[Start of Attachment]

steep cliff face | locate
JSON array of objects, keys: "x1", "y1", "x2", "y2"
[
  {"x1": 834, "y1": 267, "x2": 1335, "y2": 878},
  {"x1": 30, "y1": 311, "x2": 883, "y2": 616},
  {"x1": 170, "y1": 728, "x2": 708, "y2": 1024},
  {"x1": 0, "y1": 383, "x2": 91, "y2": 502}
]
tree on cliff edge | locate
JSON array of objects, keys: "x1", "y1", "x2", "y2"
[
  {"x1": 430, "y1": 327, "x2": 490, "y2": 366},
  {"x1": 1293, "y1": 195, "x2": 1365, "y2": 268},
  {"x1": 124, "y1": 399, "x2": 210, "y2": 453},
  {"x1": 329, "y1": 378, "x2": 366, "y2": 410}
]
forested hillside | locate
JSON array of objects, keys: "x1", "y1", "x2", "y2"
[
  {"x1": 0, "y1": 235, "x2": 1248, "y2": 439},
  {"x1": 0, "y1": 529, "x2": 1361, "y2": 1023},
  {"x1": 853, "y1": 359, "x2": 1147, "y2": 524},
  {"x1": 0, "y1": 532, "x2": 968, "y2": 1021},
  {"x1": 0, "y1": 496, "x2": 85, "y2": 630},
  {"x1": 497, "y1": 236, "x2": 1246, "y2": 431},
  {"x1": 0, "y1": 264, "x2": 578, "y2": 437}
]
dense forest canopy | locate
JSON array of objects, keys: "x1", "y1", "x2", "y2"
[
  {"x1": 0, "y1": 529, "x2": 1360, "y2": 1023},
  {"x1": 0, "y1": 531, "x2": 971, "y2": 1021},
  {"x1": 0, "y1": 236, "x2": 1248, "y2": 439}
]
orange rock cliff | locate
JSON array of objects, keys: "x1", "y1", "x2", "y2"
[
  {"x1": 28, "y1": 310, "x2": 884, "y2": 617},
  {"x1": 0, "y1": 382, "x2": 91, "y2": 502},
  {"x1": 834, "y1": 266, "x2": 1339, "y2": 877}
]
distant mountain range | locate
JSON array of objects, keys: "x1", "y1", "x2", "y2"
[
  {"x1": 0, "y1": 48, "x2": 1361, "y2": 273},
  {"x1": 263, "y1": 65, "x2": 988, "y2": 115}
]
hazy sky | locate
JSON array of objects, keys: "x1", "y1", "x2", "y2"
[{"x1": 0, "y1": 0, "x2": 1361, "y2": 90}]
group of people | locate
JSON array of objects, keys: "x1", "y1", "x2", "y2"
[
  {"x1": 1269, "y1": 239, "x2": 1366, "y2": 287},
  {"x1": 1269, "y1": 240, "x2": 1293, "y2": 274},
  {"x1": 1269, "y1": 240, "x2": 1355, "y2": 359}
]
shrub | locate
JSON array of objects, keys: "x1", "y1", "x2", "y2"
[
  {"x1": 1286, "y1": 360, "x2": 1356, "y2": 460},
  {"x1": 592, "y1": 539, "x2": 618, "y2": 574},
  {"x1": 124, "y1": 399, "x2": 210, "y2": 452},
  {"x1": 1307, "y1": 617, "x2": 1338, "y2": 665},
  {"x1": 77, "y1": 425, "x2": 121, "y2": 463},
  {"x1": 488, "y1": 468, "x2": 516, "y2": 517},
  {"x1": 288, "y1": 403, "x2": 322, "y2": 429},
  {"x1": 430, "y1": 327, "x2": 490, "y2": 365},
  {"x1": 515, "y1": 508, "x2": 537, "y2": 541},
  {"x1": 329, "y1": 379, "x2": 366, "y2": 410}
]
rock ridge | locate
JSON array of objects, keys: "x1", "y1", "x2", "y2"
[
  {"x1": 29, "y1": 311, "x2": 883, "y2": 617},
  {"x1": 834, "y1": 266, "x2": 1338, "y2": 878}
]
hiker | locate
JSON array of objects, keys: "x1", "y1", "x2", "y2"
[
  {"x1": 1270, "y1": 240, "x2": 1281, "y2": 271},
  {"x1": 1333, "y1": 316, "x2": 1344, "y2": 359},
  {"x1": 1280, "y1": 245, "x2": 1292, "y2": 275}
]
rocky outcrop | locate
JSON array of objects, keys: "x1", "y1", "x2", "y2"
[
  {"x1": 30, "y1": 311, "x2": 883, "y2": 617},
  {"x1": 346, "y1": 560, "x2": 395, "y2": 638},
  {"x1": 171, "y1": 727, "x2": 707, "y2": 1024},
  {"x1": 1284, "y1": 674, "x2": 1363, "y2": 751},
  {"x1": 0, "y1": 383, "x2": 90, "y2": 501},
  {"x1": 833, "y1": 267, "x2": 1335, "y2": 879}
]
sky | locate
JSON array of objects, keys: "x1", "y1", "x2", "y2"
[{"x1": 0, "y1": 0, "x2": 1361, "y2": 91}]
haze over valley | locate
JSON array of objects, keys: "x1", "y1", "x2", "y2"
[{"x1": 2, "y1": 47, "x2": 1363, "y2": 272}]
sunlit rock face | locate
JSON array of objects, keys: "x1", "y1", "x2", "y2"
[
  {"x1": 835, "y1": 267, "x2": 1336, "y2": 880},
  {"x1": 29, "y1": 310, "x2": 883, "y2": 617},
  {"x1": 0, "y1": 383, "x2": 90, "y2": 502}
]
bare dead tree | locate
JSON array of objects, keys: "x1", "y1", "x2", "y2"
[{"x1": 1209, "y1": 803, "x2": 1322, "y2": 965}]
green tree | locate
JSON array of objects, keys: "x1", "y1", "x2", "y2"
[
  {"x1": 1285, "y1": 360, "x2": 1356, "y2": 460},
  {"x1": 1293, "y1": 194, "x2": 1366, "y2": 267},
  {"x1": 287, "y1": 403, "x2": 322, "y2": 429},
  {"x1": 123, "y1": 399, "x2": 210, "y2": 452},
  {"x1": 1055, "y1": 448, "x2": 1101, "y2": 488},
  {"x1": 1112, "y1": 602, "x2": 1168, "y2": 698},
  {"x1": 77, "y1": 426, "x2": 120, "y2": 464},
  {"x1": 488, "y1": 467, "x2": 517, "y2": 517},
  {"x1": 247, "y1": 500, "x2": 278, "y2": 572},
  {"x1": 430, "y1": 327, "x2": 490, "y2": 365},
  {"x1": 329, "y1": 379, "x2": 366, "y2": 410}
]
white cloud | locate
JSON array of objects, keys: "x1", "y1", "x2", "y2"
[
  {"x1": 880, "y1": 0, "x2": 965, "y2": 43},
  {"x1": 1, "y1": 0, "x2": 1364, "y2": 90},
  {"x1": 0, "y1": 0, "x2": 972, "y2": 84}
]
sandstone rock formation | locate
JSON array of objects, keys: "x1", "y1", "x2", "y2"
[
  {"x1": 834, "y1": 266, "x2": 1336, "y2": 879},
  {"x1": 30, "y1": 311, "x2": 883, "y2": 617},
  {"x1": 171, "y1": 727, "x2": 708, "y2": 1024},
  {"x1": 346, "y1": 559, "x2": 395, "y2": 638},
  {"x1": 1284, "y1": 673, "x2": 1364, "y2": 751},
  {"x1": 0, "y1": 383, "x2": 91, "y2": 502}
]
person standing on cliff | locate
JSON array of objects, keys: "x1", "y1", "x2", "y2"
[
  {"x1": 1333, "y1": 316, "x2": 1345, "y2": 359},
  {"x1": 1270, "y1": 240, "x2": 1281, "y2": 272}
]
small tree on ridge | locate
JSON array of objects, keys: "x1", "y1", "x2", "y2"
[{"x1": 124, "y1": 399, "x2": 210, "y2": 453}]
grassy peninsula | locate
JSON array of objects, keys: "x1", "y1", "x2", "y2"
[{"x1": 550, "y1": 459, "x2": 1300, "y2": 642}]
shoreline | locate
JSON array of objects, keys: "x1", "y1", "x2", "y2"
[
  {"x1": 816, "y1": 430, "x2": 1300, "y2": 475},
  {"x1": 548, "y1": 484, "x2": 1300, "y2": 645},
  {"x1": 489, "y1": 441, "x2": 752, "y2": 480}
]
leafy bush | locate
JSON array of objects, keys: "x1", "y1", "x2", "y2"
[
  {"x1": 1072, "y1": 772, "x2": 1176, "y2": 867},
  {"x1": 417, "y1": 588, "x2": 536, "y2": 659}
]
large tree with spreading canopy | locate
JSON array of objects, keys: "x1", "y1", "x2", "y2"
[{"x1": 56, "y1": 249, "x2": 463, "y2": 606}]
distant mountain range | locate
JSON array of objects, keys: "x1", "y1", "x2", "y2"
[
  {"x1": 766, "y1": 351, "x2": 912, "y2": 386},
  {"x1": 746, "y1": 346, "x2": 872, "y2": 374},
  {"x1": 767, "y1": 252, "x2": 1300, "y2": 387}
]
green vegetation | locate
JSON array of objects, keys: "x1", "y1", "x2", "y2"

[End of Attachment]

→ **YOUR INSTRUCTIONS**
Each line holding the word "green" must be pulled from the records.

→ **SOLUTION TO THIS TASK**
green tree | locate
green vegetation | locate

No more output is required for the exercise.